(Beginning of Records provided)

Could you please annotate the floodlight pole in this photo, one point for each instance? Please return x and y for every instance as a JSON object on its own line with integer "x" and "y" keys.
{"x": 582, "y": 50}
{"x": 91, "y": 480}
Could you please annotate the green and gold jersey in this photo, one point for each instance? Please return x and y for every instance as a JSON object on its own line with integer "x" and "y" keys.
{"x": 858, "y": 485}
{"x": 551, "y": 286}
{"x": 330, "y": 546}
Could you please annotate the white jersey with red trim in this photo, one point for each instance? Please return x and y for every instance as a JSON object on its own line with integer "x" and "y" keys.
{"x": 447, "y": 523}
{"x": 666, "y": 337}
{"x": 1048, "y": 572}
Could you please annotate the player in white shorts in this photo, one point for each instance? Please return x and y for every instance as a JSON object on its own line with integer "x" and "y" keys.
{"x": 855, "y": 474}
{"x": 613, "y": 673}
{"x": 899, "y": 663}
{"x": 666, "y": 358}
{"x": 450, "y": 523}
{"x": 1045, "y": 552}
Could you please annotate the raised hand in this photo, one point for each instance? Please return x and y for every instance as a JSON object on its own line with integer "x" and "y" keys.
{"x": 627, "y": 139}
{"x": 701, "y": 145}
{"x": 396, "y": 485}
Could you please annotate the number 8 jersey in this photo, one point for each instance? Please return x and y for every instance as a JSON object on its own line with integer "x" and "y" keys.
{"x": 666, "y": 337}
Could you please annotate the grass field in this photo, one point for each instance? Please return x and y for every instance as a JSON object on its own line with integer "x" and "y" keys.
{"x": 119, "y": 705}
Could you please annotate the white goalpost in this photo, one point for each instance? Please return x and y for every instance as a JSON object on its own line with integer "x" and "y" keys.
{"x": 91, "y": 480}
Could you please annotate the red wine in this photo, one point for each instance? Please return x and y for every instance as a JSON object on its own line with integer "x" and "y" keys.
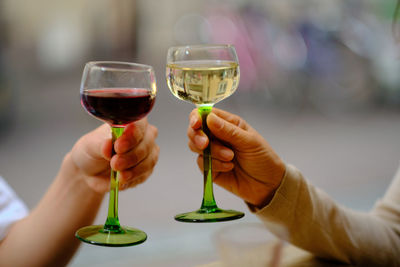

(End of Records provided)

[What needs to be done]: Give back the entries verbatim. Do not include any picture.

[Solution to the problem]:
Could you please annotate the floodlight pole in this photo, one point for each instance? Please return x and y for every instance as a JSON object on its own line with integer "x" and "y" keys.
{"x": 582, "y": 50}
{"x": 91, "y": 480}
Could you please annotate the green and gold jersey in this photo, one point for each instance? Please return x and y for every instance as a JSON object on its own line with integer "x" and "y" keys.
{"x": 858, "y": 485}
{"x": 551, "y": 286}
{"x": 330, "y": 546}
Could you please annotate the white jersey with red trim in this photo, one point for each instance? Please return x and y for every instance as a JSON object on its own line with integer "x" and "y" keys.
{"x": 447, "y": 523}
{"x": 666, "y": 337}
{"x": 1048, "y": 572}
Could you please annotate the player in white shorts in this photo, one point for each instance? Please return x and y for every instance as a JSON object on its own line with integer "x" and "y" keys.
{"x": 855, "y": 474}
{"x": 613, "y": 673}
{"x": 899, "y": 663}
{"x": 666, "y": 358}
{"x": 450, "y": 523}
{"x": 1045, "y": 552}
Could you please annotate the raised hand in this photo, one point for each instance? Please return x and y for every instance as a JSON object on its own line with integer "x" and "y" keys.
{"x": 627, "y": 139}
{"x": 701, "y": 145}
{"x": 396, "y": 485}
Could you please annotate the number 8 jersey in this photo, one point for each instance? Please return x and y for every instance as a JSON object on its own line with integer "x" and "y" keys.
{"x": 666, "y": 337}
Could you please annotate the grass field in this photo, one point for each instance? Please return x and y for every instance as a JSON object on its own line with integer "x" and "y" keys.
{"x": 119, "y": 705}
Could you please annotate the white goalpost in this photo, one point for each instance? Please return x and y for every instance as a JSON object on its own line with integer "x" and "y" keys.
{"x": 91, "y": 480}
Could you please annotate the red wine in this photo, one point for each instance? Please return x and y for every instance as a JSON object on its own line with integer "x" and "y" keys.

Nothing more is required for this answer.